**Task**
Give as output the line that contains "Give the location", followed by every remaining line of the entries, unchanged and with nothing added.

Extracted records
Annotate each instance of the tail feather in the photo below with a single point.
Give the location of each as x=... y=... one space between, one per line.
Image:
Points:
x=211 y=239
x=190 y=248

**Exercise result**
Give the location of each as x=... y=... one space between, one per line.
Image:
Points:
x=211 y=239
x=190 y=248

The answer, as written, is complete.